## [REQUIREMENT 1]
In the Q&A on solids, how is copper classified?
## [REQUIREMENT 2]
Extend the Q&A on solids past its final answer.

Question 1.2: Why do solids have a definite volume?

Answer
Solids have strong intermolecular forces of attraction. The constituent particles of solids cannot move from their positions they can only vibrate from their mean positive. That is why do solids have a definite volume.

Question 1.3: Classify the following as amorphous or crystalline solids: Polyurethane, naphthalene, benzoic acid, teflon, potassium nitrate, cellophane, olyvinylchloride, fibre glass, copper.

Answer

Polyurethane	Amorphous solids
Nnaphthalene	Crystalline solids
benzoic acid	Crystalline solids
Teflon	Amorphous solids
Potassium nitrate	Crystalline solids
Cellophane	Amorphous solids
Polyvinylchloride	Amorphous solids
Fibre glass	Amorphous solids
Copper	Crystalline solids

Question 1.4: Why is glass considered a super cooled liquid?

Answer
Glass is a amorphous solid so all amorphous solid have a tendency to flow, though very slowly. Hence, glass is considered as a super cooled liquid. That is why the glass windows and doors become slightly thicker at the bottom than at the top with the time.

## [SOURCE MATERIAL]
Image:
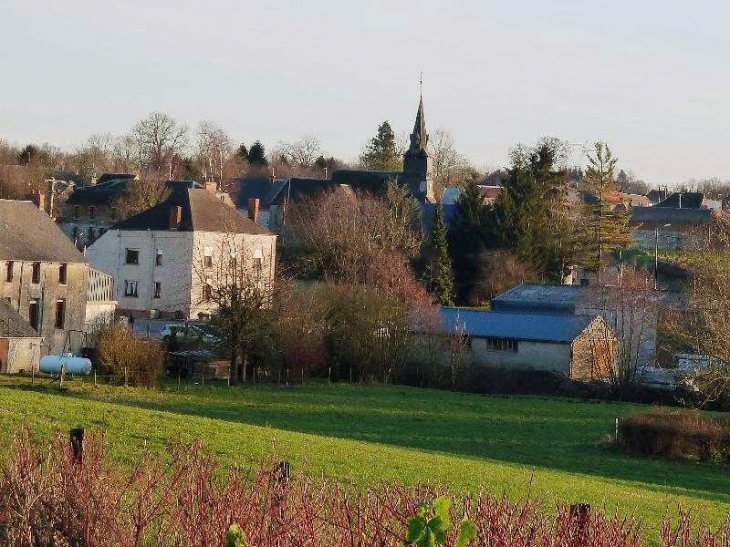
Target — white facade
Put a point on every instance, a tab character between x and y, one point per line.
165	270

## [EXERCISE RESULT 1]
Crystalline solid

## [EXERCISE RESULT 2]
Question 1.5: Refractive index of a solid is observed to have the same value along all directions. Comment on the nature of this solid. Would it show cleavage property?

Answer
Isotropic solid has same value of reflective index in all the direction. All isotropic solid are amorphous solid.Amorphous solid cuts into two pieces with irregular surfaces Therefore,.Amorphous solid does not show the cleavage property.

Question 1.6: Classify the following solids in different categories based on the nature of intermolecular forces operating in them:
Potassium sulphate, tin, benzene, urea, ammonia, water, zinc sulphide, graphite, rubidium, argon, silicon carbide.

Answer

Potassium sulphate	Ionic solid
Benzene	Molecular solid (non−polar)
Urea	Polar molecular solid
Ammonia	Polar molecular solid
Water	Hydrogen bonded molecular solid
Zinc sulphide	Ionic solid
Graphite	Covalent or network solid
Rubidium	Metallic solid
Argon	Non−polar molecular solid
Silicon carbide	Covalent or network solid

Question 1.7: Solid A is a very hard electrical insulator in solid as well as in molten state and melts at extremely high temperature. What type of solid is it?

Answer
The given properties are the properties of a covalent or network solid. Therefore, the given solid is a covalent or network solid. Diamond and quartz (SiO₂) are the example of this types solid

Question 1.8: Ionic solids conduct electricity in molten state but not in solid state. Explain.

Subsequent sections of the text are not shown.